Kasus Pendeta Hanny Layantara, Polisi Temukan 3 Motivasi Pencabulan

Jum'at, 13/03/2020 10:09 WIB
Pendeta diduga cabuli jemaat di Surabaya. ©2020 Merdeka.com/Erwin Yohanes

Pendeta diduga cabuli jemaat di Surabaya. ©2020 Merdeka.com/Erwin Yohanes

Jakarta, law-justice.co - Penyidik Polda Jatim telah menemukan motivasi Hanny Layantara melakukan perbuatan cabul. Setidaknya ada tiga alasan pemuka agama 57 tahun itu mencabuli jemaatnya yang masih di bawah umur.

Direskrimum Polda Jatim Kombespol Pitra Andreas Ratulangie mengungkapkan, penyidik mendapat data tersebut dari psikiater yang telah memeriksa Hanny. Menurut dia, pelaku melakukan perbuatan cabul secara sadar. Tersangka Hanny sadar telah mencabuli anak yang masih berusia 12 tahun.

’’Kami hanya perlu mengetahui latar belakang pelaku. Perbuatan itu efek kisah suram masa lalu atau memang fantasi,’’ katanya.

Nah, alasan itulah yang perlu diperiksakan ke psikolog. Rencananya, pekan ini tim berniat memanggil psikolog.

’’Kami sudah mengirimkan surat untuk meminta pemeriksaan. Itu memang sangat perlu bagi penyidik,’’ ujarnya.

Namun, setidaknya tim mendapatkan tiga alasan Hanny mencabuli korban yang masih berusia 12 tahun. Pertama, kedekatan. Tersangka, versi data dari psikiater, mengaku berhubungan dekat dengan korban.

* CUPLIKAN DATA *
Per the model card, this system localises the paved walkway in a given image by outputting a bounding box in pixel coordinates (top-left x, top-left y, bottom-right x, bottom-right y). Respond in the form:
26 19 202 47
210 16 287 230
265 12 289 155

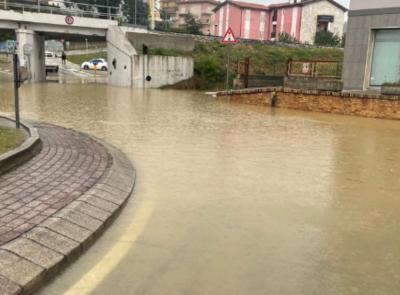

* LATIHAN SINGKAT 1 *
Sebutkan semua nama orang yang muncul dalam berita tentang kasus Pendeta Hanny Layantara.
* LATIHAN SINGKAT 2 *
Salin dengan tepat sebagian berita tentang kasus Pendeta Hanny Layantara, mulai dari kata-kata yang memuat "Kasus Pendeta Hanny" dan berhenti setelah "memang fantasi,’’ katanya.".
* LATIHAN SINGKAT 3 *
Tulis kelanjutan berita tentang kasus Pendeta Hanny Layantara, dimulai sesudah kalimat terakhir yang tercantum.

* JAWABAN YANG DIHARAPKAN 1 *
Hanny Layantara, Pitra Andreas Ratulangie, Erwin Yohanes

* JAWABAN YANG DIHARAPKAN 2 *
Kasus Pendeta Hanny Layantara, Polisi Temukan 3 Motivasi Pencabulan

Jum'at, 13/03/2020 10:09 WIB
Pendeta diduga cabuli jemaat di Surabaya. ©2020 Merdeka.com/Erwin Yohanes

Pendeta diduga cabuli jemaat di Surabaya. ©2020 Merdeka.com/Erwin Yohanes

Jakarta, law-justice.co - Penyidik Polda Jatim telah menemukan motivasi Hanny Layantara melakukan perbuatan cabul. Setidaknya ada tiga alasan pemuka agama 57 tahun itu mencabuli jemaatnya yang masih di bawah umur.

Direskrimum Polda Jatim Kombespol Pitra Andreas Ratulangie mengungkapkan, penyidik mendapat data tersebut dari psikiater yang telah memeriksa Hanny. Menurut dia, pelaku melakukan perbuatan cabul secara sadar. Tersangka Hanny sadar telah mencabuli anak yang masih berusia 12 tahun.

’’Kami hanya perlu mengetahui latar belakang pelaku. Perbuatan itu efek kisah suram masa lalu atau memang fantasi,’’ katanya.

* JAWABAN YANG DIHARAPKAN 3 *
Itulah yang lantas dimanfaatkan pelaku. Kemudian, pelaku menyebut, meski masih berusia 12 tahun, fisik korban sudah seperti orang dewasa. Alasan ketiga, suka sama suka.

’’Bagi kami, ini hanya alibi. Bagi kami, itu tidak benar, tapi pelaku mengakuinya. Itu sah-sah saja,’’ tegasnya.

Meski begitu, Pitra tidak sepakat dengan alasan suka sama suka. Sebab, jika demikian, korban tidak akan pernah melaporkan kejadian tersebut kepada polisi. Jika mereka saling menyukai, lanjut dia, seharusnya aib itu disembunyikan dan korban tidak bakal melapor.

’’Itu hanya alasan. Sesuai dengan kata Kapolda saat rilis, pelaku selalu melakukannya dengan ancaman. Apalagi, usianya masih 12 tahun saat itu,’’ jelasnya.

Sementara itu, Kasubdit IV Ditreskrimum Renakta Polda Jatim AKBP Lintar Mahardhono menyatakan bahwa laporan tersebut merupakan dorongan dan tekad korban.

Apalagi, korban memperoleh dukungan dari orang-orang terdekat untuk melapor. Korban terpaksa melapor karena memang telah lama menyimpan emosi tersebut.

’’Itu trauma. Pasti bertahun-tahun,’’ ungkapnya.

Lintar menambahkan, saat mengetahui pendeta yang ditunjuk orang tuanya untuk menikahkan adalah pelaku, korban kaget dan langsung menolak. Namun, ayah korban belum mengetahui kejadian yang sebenarnya. Keluarga korban dengan pelaku memang sangat dekat.

Karena itulah, korban khawatir pengakuannya tidak dipercaya ayahnya. Namun, sang ayah akhirnya percaya dengan kejadian yang menimpa anaknya.

’’Bagi saya, wajar melaporkan. Tersangka juga mengakuinya. Namun, ada beberapa yang ditolak,’’ terangnya.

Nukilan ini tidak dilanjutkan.